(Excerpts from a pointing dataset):
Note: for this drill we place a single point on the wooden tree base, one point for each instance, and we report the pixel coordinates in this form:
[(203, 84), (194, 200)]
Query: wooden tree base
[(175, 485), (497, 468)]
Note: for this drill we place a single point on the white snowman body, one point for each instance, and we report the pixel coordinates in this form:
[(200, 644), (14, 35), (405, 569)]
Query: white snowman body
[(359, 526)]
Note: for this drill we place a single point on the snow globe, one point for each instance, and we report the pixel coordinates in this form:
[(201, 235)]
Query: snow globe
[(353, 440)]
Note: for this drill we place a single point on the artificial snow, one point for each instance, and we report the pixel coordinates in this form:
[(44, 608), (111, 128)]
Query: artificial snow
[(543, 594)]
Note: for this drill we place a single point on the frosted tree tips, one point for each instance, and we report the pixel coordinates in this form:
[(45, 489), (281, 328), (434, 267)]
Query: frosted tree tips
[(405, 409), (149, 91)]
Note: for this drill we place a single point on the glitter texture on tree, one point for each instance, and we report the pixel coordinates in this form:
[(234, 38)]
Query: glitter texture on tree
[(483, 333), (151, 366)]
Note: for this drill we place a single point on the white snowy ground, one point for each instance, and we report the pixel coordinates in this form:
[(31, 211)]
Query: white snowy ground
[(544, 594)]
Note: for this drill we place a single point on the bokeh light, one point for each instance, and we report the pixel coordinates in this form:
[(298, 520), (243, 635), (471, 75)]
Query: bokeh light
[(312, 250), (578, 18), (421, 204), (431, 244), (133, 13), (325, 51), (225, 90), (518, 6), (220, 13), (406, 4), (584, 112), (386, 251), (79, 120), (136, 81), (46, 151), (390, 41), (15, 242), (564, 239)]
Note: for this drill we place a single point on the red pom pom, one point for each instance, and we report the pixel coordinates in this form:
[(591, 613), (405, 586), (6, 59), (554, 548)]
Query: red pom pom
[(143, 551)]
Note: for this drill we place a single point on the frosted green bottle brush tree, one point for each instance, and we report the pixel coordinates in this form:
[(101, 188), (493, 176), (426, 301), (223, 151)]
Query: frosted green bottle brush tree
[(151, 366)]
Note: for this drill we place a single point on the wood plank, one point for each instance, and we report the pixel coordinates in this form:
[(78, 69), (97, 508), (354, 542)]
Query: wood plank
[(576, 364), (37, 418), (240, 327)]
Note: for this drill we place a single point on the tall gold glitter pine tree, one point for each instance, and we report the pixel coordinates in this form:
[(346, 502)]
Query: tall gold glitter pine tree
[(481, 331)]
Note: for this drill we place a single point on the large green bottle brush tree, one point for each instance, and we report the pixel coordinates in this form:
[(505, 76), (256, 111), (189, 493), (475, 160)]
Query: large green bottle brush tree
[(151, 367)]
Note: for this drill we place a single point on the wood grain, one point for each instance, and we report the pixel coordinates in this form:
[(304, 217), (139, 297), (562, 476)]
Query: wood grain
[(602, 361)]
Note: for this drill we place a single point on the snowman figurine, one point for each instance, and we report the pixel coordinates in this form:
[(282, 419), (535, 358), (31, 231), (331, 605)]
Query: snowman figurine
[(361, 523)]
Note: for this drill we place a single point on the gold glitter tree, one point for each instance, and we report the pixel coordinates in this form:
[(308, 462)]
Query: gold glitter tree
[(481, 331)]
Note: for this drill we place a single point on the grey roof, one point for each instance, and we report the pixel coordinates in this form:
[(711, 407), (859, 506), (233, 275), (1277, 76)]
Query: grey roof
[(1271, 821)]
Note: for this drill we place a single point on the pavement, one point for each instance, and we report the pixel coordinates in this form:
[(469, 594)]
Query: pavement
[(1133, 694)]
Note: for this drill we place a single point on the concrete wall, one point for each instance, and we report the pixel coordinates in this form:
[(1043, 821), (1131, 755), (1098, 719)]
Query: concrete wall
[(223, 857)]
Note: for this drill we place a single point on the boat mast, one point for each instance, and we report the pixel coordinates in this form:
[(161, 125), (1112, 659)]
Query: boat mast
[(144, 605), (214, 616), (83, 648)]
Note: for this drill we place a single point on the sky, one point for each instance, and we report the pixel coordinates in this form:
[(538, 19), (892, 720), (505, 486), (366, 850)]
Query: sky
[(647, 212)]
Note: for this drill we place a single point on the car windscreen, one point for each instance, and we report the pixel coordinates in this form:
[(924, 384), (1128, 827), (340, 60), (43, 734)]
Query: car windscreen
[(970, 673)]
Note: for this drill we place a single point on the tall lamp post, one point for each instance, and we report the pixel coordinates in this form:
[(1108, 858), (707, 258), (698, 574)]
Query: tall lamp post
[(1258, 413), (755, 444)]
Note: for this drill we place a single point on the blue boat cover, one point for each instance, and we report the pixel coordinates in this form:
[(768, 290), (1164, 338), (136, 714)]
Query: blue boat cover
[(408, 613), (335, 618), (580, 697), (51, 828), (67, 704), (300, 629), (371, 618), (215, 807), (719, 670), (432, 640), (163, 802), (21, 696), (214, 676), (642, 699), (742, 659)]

(Task goal): Please set out every line of the listing above as a numbered list, leaving out any blank lines.

(Final result):
1. Note: for this drill we place a single point on the wooden tree base, one point for each instance, and we report the pixel coordinates in this form:
2. [(203, 84), (194, 200)]
3. Query: wooden tree base
4. [(175, 485), (497, 468)]
5. Note: for this drill we place a single point on the white snowman body, one point for each instance, and we report the pixel coordinates in this form:
6. [(200, 644), (14, 35), (405, 569)]
7. Query: white snowman body
8. [(359, 526)]
9. Note: for this drill we place a single point on the snow globe, one point for each instance, and we report the pixel coordinates in this form:
10. [(201, 235)]
11. Query: snow globe
12. [(353, 440)]
13. Note: for this drill we place a single point on the artificial snow, one point for each instance, and we report the pixel coordinates in this form:
14. [(44, 608), (111, 128)]
15. Query: artificial snow
16. [(543, 594)]
17. Note: for this drill we place a single point on the frosted tree tips, one point for each instance, and we report the pixel coordinates in this form:
18. [(45, 489), (281, 328), (434, 267)]
19. Query: frosted tree tips
20. [(405, 409), (149, 91)]
21. Note: for this drill we place a single point on the glitter texture on tree, one point for each instance, and we report the pixel coordinates in this form:
22. [(234, 38)]
23. Query: glitter texture on tree
24. [(483, 333), (151, 366)]
25. Note: for this drill we place a single point on the white snowy ground, one point for each instance, and we report the pixel coordinates in this form:
26. [(31, 211)]
27. Query: white snowy ground
28. [(544, 594)]
29. Note: for this drill we place a single point on the bokeh light, one point for each instance, and we report the pixel coordinates in this form:
30. [(298, 520), (243, 635), (471, 75)]
31. Query: bokeh light
32. [(312, 250), (578, 18), (421, 204), (431, 244), (133, 13), (325, 51), (225, 90), (518, 6), (220, 13), (406, 4), (584, 112), (386, 251), (79, 120), (136, 81), (46, 151), (390, 41), (15, 242), (564, 239)]
33. Note: for this drill we place a single point on the red pom pom, one point for each instance, and we report the pixel coordinates in this form:
34. [(591, 613), (405, 586), (6, 59), (554, 548)]
35. Query: red pom pom
36. [(143, 551)]
37. Note: for this drill we place a single point on the frosted green bottle brush tree, one point for each instance, and we report the pixel coordinates in this form:
38. [(101, 188), (493, 176), (426, 301), (223, 151)]
39. Query: frosted green bottle brush tree
40. [(151, 366)]
41. Note: for this drill we place a single point on the wood plank, one point for each instance, and we report the pixel coordinates in this form:
42. [(78, 69), (97, 508), (354, 542)]
43. Query: wood plank
44. [(576, 364), (37, 418), (240, 327)]
45. Note: for this drill we place a single point on the tall gold glitter pine tree, one point for each instance, and we report the pixel coordinates in this form:
46. [(346, 502)]
47. Query: tall gold glitter pine tree
48. [(481, 331)]
49. Note: for this drill we place a single point on the large green bottle brush tree, one point for each instance, and we report the pixel coordinates in this form:
50. [(505, 76), (256, 111), (189, 493), (475, 160)]
51. Query: large green bottle brush tree
52. [(151, 367)]
53. Note: for this drill we place a single point on the wood grain, one point for each instance, and we report the pixel coordinates in this form:
54. [(304, 217), (139, 297), (562, 476)]
55. Query: wood grain
56. [(602, 361)]
57. Note: for this drill we place a single point on the snowman figurine, one point for each instance, and we report the pixel coordinates in this form:
58. [(282, 419), (535, 358), (31, 231), (331, 605)]
59. Query: snowman figurine
60. [(361, 523)]
61. Note: for this drill we place a single point on the gold glitter tree, one point for each instance, and we report the pixel coordinates in this form:
62. [(308, 462)]
63. Query: gold glitter tree
64. [(481, 331)]
65. Note: for this drill we place a single point on the grey roof, one point for each instance, and we report the pixel coordinates in this form:
66. [(711, 407), (859, 506), (233, 275), (1277, 76)]
67. Query: grey roof
68. [(1271, 821)]
69. Note: for this drill we place a single point on the pavement, one point for each instance, and we report the pixel coordinates in this form:
70. [(469, 594)]
71. Query: pavement
72. [(1133, 694)]
73. Note: for this drill we place a single point on the concrete wall, one point for each instance, and we report the pixel coordinates in this form:
74. [(1043, 821), (1131, 755), (1098, 719)]
75. Query: concrete wall
76. [(223, 857)]
77. Note: for this drill we place a single point on the boat mast, one point for each instance, and we report the pixel coordinates in this form:
78. [(161, 125), (1112, 659)]
79. Query: boat mast
80. [(144, 605), (214, 616), (83, 648)]
81. Note: for this drill we place a single point on the sky, one point for each instance, and we report the pixel coordinates in this form:
82. [(538, 19), (892, 720), (505, 486), (366, 850)]
83. Query: sky
84. [(647, 212)]
85. Note: for this drill we place a single point on the car windscreen, one point for each instance, and we report the pixel coordinates in this form:
86. [(924, 384), (1128, 827), (340, 60), (43, 734)]
87. Query: car windscreen
88. [(970, 673)]
89. Note: for this drill we place a single point on the tall lamp post, one point for each instance, and we report the pixel coordinates in this form:
90. [(1108, 858), (707, 258), (698, 574)]
91. Query: tall lamp post
92. [(1258, 413), (755, 444)]
93. Note: for this drill we place a single point on the blue boat cover, one point for each instance, and we report the pixel coordinates in this form:
94. [(768, 290), (1164, 338), (136, 714)]
95. Query: blue boat cover
96. [(408, 613), (335, 618), (580, 697), (51, 828), (67, 704), (300, 629), (371, 618), (215, 807), (719, 670), (432, 640), (163, 802), (21, 696), (214, 676), (642, 699), (742, 659)]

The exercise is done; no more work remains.